(PAGE TEXT Opens)

Breaking News

PBM reform efforts stall, again

March 19, 2024
Reporter, D.C. Diagnosis Writer

Hello and happy Tuesday, D.C. Diagnosis readers! This week, HHS Sec. Xavier Becerra has rounds two and three of budget testimonies. What are you hoping to hear more about? Send news, tips and hill happenings to sarah.owermohle@statnews.com.

budget battles

PBM reform efforts are over, and over again

Committee heads in the House and Senate came close to an agreement on an impressive health care package over the weekend that was destined for an annual government spending bill. That deal seems to have unraveled since, two congressional aides told John Wilkerson. 

This dispatch might sound familiar to DC Diagnosis regulars. Three weeks ago, STAT reported that Congress had abandoned PBM reform in an earlier spending package — a first tranche. 

As it worked on the second tranche, congressional committee negotiators found agreement on PBM reforms, including some in the commercial market — long a sticking point. Those pharmacy benefit manager reforms were supposed to pay for other priorities, including funding for community health centers and other health care programs. There was also agreement on a hospital price transparency measure, a five year extension of an opioid-addiction treatment program and an extension of pandemic-preparedness policies. 

There was some disagreement over whether to require off-campus hospital outpatient departments to include a national provider identifier on Medicare claims. That disagreement might've come from Senate Majority Leader Chuck Schumer (D), whose state of New York includes many hospitals that oppose the policy. Schumer's office didn't respond to questions about that measure. 

Instead, Schumer blamed House Speaker Mike Johnson for opposing any health care package. Johnson's office didn't respond for this item.


in the courts 

SCOTUS wary of curbing govt efforts to limit misinformation 

Most of the Supreme Court's justices on Monday seemed to question states' arguments, in Murthy v. Missouri, that the Biden administration coerced social media giants to regulate Covid-19 content and thereby violated Americans' freedom of speech.

Biden's lawyers argue they were well within their rights to flag misinformation and use the White House's "bully pulpit" to press social platforms to regulate false or harmful information. The lawyer arguing for plaintiffs, Louisiana Solicitor General J. Benjamin Aguiñaga, said that amounted to coercion and censorship of Americans.

Yet several of the justices, including conservative appointees, seemed to poke holes in that assertion. They also questioned whether those social media users were directly harmed by officials encouraging those restrictions — and drew some comparisons to regular government contact (and sometimes disputes) with media outlets. More from me.


War on Recovery 

Mapping the evolving business of methadone clinics

Screenshot 2024-03-18 at 2.30.25 PM

Private equity firms have acquired stakes in nearly one third of all methadone clinics in recent years, gaining outsize control of the U.S. addiction treatment industry even as the country's opioid epidemic has developed into a full-fledged public health crisis, Lev Facher reports in the third installment of his yearlong investigation into barriers to addiction medications.

(PAGE TEXT Closes)
(RECORD SET Opens)

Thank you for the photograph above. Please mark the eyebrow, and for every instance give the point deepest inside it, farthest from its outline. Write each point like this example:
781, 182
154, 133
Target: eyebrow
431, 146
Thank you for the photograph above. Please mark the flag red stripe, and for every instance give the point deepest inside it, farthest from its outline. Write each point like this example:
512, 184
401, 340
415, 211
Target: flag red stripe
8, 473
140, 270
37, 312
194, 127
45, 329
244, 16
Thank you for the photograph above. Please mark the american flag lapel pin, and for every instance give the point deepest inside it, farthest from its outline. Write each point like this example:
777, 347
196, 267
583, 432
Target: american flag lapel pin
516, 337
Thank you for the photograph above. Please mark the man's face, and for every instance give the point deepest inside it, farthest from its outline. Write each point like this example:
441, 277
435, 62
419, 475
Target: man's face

(RECORD SET Closes)

Continue the health policy newsletter from its last sentence, about private equity stakes in methadone clinics.

| OUTPUT OF THE TASK |
Private equity's surging interest in the methadone treatment industry adds a new layer to the fraught and fast-shifting debate over access to addiction medications. While a broad coalition of patients, lawmakers and some doctor groups are calling for methadone access that bypasses clinics, the providers are pushing back forcefully, citing safety concerns. Critics say it's actually about their bottom lines.

It's like trying to negotiate with a "cartel," Rep. Donald Norcross (D-N.J.) told Lev. Norcross and Sen. Ed Markey (D-Mass.) co-authored a bill that would let trained physicians prescribe methadone, bypassing the clinics. A campaign against the bill, called "Program, Not a Pill," is backed by PE-run clinics.

In 21 states, at least 50% of all methadone clinics are owned either by private equity firms or by Acadia Healthcare, founded by a private equity group. In some states, 100% of the clinic options are owned by private equity or Acadia, according to a first-of-its-kind analysis of the national clinic landscape. Read more on what that means for patients.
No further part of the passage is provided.